>> start

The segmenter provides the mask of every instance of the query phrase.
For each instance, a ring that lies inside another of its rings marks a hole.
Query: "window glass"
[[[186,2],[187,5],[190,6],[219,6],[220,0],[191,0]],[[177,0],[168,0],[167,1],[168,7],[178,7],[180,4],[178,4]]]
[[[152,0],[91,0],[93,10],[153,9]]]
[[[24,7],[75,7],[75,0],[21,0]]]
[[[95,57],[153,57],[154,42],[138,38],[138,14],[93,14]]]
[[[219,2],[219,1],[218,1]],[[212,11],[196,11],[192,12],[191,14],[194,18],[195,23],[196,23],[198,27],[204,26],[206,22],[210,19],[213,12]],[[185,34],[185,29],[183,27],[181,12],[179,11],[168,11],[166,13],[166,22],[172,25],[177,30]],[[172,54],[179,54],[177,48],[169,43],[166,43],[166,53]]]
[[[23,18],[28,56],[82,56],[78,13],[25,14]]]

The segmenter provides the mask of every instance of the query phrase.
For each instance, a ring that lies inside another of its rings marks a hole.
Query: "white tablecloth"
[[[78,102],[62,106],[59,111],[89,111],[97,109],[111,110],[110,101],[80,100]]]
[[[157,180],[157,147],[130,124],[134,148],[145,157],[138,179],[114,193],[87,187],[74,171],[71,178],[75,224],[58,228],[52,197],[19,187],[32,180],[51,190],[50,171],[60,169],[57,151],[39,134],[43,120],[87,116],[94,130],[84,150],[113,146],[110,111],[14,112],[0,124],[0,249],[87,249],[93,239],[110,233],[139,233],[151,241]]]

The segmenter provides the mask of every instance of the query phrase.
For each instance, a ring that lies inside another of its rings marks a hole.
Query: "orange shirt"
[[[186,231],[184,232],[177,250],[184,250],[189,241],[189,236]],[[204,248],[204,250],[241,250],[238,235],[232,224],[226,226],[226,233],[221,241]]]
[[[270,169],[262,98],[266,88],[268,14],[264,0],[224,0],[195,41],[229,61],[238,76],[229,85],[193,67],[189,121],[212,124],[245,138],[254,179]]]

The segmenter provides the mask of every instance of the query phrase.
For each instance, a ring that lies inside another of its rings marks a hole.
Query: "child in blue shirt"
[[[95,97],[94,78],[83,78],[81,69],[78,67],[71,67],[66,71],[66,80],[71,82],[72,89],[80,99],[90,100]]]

>> end
>> start

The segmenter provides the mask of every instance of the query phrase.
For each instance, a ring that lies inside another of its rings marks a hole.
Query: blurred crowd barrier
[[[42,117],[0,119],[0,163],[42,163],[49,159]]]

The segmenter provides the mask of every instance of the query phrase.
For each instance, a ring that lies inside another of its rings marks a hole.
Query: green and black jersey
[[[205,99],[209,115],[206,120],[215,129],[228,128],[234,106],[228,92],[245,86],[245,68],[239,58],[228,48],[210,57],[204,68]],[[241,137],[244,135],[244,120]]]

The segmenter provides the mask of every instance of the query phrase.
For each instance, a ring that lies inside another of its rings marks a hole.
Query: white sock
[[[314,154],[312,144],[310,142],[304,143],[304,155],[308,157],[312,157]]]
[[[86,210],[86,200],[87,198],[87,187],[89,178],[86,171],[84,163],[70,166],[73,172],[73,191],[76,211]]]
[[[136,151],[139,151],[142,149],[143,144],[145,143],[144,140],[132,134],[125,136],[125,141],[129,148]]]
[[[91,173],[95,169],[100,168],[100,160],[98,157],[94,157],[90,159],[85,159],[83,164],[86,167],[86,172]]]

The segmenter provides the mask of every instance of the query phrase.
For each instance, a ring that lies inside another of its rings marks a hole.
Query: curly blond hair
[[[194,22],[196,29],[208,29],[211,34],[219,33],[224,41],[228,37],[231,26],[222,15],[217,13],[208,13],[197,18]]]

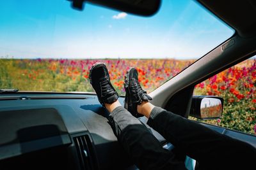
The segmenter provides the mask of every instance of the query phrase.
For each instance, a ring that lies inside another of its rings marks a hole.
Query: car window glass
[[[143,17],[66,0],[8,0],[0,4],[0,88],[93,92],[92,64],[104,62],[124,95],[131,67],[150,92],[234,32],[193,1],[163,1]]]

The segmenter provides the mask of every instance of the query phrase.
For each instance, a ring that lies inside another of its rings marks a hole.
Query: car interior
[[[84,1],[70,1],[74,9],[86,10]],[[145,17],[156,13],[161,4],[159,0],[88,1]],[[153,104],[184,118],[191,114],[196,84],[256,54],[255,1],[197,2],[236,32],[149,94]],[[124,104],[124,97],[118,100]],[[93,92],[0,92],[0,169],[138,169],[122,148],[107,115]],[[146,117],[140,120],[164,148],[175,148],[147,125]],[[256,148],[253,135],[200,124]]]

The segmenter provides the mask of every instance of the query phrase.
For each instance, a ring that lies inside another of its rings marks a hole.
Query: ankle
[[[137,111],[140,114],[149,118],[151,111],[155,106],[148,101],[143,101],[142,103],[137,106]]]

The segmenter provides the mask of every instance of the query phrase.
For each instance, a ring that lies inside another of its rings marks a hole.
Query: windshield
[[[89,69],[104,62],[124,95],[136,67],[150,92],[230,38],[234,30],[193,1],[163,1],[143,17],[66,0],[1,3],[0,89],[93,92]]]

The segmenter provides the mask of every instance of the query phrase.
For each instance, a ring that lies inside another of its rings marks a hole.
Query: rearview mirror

>> end

Locate every line in the rows above that contains the word "shirt" and copy each one out in full.

Solution:
Query: "orange shirt"
Query: "child in blue shirt"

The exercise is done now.